## Deskripsi Tugas
Jawablah pertanyaan berikut dari teks bacaan tentang nelayan dan kerusakan alam di bawah.
1. Hutan alami dikonversi menjadi apa?
2. Selain perangkap belat, alat tangkap apa saja yang disebut?
3. Apa yang direncanakan Adnan terhadap belatnya?

## Teks Bacaan
========================

Demi pemenuhan kebutuhan untuk keberlanjutan peradaban manusia maka alam sangat berperan penting. Sayangnya ada perubahan perilaku manusia yang cenderung merusak alam dengan berbagai alasan. Masifnya pembukaan lahan dikawasan hutan dan pesisir yang bernilai konservasi tinggi untuk kepentingan pembangunan telah merusak ekosistem yang ada. Mulai dari daratan sampai ke laut, dari hulu sampai hilir. Aktivitas industri yang menghasilkan pencemaran lingkungan terhadap udara tanah, dan air. Hilir mudik kapal-kapal dengan ukuran besar yang merampas wilayah tangkap nelayan. Konversi hutan alami menjadi perkebunan sawit dan Hutan Tanaman Industri (HTI) telah merubah fungsi alami yang sejak dulu terjaga. Belum lagi konflik lahan yang terjadi disekitar wilayah teluk yang sangat berdampak terhadap keberlangsungan kehidupan makhluk hidup yang ada.
Tak hanya nelayan yang menggunakan perangkap belat, nelayan yang menggunakan alat tangkap lain seperti jaring renggek, pancing dan bubu juga merasakan dampak yang sama. Pulang dengan tangan kosong menjadi hal yang biasa. Bahkan harus mengalah dengan kapal-kapal perusahaan yang mendiami tempat-tempat favorit mencari hasil laut. Beberapa kali nelayan dipaksa geser karena mendapat teguran dari security perusahan. Padahal jauh sebelum perusahaan itu ada, nelayan sudah mencari ikan ditempat itu dengan hasil yang sangat luar biasa, bahkan saat itu masyarakat pesisir lebih memilih menjadi nelayan dari pada memilih kerja sebagai karyawan perusahaan.
Melihat lingkungan disekitar belatnya sudah tidak baik, Adnan berencana akan memindahkannya ketempat lain. Tentu sebagai pembelat ada beberapa perhitungan dan aturan yang perlu dipertimbangkan Adnan untuk memilih lokasi yang tepat.
Semakin besar kawasan yang rusak maka semakin jauh pula jarak ideal pemasangan belat. “meskipun didekat lokasi itu ada bakaunya, kita tidak bisa pasang disitu. Karena tanah dari darat pasti turun sampai laut belum lagi dengan suara bising dari alat-alat, ikan gak mau ada disekitar itu”, jelas Adnan.

========================

## Data Tercatat
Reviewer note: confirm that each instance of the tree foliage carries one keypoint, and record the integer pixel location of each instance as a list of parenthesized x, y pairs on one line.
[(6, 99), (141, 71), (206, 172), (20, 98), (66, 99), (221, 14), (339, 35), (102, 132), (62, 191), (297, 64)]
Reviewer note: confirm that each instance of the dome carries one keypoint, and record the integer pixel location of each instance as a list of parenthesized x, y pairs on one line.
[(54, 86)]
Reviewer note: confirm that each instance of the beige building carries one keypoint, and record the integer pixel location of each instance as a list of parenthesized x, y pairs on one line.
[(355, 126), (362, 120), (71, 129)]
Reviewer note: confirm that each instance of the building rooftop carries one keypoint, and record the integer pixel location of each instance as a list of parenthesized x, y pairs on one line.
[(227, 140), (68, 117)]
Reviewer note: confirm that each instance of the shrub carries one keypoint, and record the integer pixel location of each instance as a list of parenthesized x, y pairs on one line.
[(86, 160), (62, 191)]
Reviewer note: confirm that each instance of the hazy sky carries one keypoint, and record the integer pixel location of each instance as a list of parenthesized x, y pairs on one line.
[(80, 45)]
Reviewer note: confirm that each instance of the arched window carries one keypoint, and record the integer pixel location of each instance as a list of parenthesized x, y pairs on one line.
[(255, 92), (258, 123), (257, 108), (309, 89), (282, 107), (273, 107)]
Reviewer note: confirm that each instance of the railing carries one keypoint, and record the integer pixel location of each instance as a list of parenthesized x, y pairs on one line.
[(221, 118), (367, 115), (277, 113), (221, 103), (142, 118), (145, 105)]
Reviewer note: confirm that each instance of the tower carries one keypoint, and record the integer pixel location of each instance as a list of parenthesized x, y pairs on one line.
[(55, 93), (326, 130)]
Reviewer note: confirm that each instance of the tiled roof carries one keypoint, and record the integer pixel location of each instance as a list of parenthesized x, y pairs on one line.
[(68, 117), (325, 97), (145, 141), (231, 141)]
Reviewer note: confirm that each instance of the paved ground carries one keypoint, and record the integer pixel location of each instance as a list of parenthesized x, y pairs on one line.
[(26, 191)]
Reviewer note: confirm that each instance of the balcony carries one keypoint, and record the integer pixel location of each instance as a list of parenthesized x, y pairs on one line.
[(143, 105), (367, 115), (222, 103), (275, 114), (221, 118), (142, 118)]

========================

## Jawaban
1. Perkebunan sawit dan Hutan Tanaman Industri (HTI).
2. Jaring renggek, pancing, dan bubu.
3. Memindahkannya ke tempat lain.